**Exercise brief:** Reproduce every line of the material below, including each request, and scale each point coordinate in the results by 2.05, rounding to the nearest whole number with halves rounded up. Omit the pictures from your reply.

________________________

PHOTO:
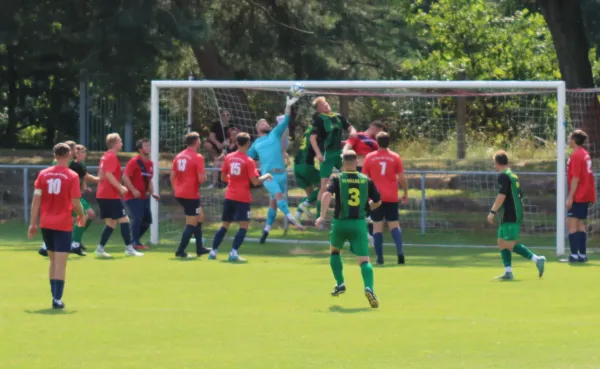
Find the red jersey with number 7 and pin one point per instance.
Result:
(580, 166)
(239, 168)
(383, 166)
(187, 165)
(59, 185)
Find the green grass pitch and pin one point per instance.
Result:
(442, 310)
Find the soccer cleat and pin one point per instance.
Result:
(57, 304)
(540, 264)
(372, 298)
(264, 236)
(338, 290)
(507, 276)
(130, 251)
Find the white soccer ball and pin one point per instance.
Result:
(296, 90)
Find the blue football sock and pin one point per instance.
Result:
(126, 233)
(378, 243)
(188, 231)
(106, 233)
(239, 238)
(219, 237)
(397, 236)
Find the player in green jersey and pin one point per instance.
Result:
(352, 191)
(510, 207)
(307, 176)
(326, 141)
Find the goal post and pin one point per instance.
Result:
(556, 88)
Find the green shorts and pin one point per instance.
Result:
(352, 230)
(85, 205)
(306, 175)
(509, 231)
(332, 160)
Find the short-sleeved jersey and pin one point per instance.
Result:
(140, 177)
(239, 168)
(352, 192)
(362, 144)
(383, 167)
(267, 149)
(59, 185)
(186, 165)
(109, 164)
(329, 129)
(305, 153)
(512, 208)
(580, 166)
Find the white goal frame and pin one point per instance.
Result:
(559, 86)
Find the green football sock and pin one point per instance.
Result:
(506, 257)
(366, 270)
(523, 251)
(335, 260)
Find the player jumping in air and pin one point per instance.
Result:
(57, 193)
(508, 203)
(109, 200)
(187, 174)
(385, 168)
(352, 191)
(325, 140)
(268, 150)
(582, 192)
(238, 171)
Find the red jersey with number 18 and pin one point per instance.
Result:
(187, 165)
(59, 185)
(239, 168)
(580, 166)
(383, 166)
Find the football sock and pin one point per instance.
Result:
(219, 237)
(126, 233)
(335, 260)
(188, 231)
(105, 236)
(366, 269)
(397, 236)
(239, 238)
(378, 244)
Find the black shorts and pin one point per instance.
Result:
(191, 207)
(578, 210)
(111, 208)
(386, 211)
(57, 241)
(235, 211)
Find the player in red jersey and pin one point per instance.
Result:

________________________

**Written reply:**
PHOTO:
Find the red jersey with number 7 and pin one point per instance.
Result:
(1189, 340)
(490, 344)
(785, 340)
(383, 338)
(121, 379)
Find the green grass pitch and pin one point per instance.
Result:
(906, 636)
Find the soccer cleat and pin one point per instance.
Result:
(117, 623)
(1107, 541)
(763, 611)
(541, 484)
(693, 595)
(1039, 566)
(267, 515)
Find the white soccer ball and pin one point per instance.
Result:
(607, 185)
Find the blue football sock and pin one point per instance.
Result:
(258, 478)
(775, 498)
(385, 474)
(217, 478)
(490, 488)
(449, 486)
(814, 484)
Find the player in green jersey and pin one point per instance.
Result:
(722, 392)
(1046, 424)
(629, 361)
(668, 289)
Find the goal post and pin one point per instance.
Result:
(1140, 180)
Find the green shorts and pin one point per instance.
Result:
(722, 472)
(174, 420)
(627, 359)
(1043, 474)
(681, 328)
Find the short-sleeved jersey and pin one point per instance.
Result:
(287, 363)
(490, 344)
(722, 394)
(742, 295)
(785, 342)
(547, 305)
(121, 379)
(381, 338)
(223, 336)
(674, 264)
(625, 314)
(1050, 426)
(1189, 340)
Find the white goal frame and pin one point per instance.
Result:
(1146, 176)
Find the green football sock and pin one point per instance.
Result:
(1037, 527)
(750, 554)
(1072, 515)
(687, 533)
Find the player jumping in air and pin one point per instance.
Result:
(117, 396)
(1041, 416)
(223, 410)
(383, 357)
(789, 344)
(722, 392)
(666, 287)
(549, 308)
(1193, 394)
(488, 351)
Find the red jersey with number 18 and pin one point per instance.
Result:
(383, 338)
(121, 379)
(490, 344)
(1189, 340)
(785, 340)
Find the football sock and pin one point per instance.
Result:
(449, 486)
(258, 478)
(687, 533)
(385, 474)
(215, 484)
(750, 551)
(814, 484)
(490, 488)
(775, 500)
Find the black shorts and pin one point per instance.
Result:
(392, 424)
(1185, 431)
(228, 426)
(791, 433)
(117, 494)
(482, 433)
Find the player in red jersey and pin one point per instance.
Result:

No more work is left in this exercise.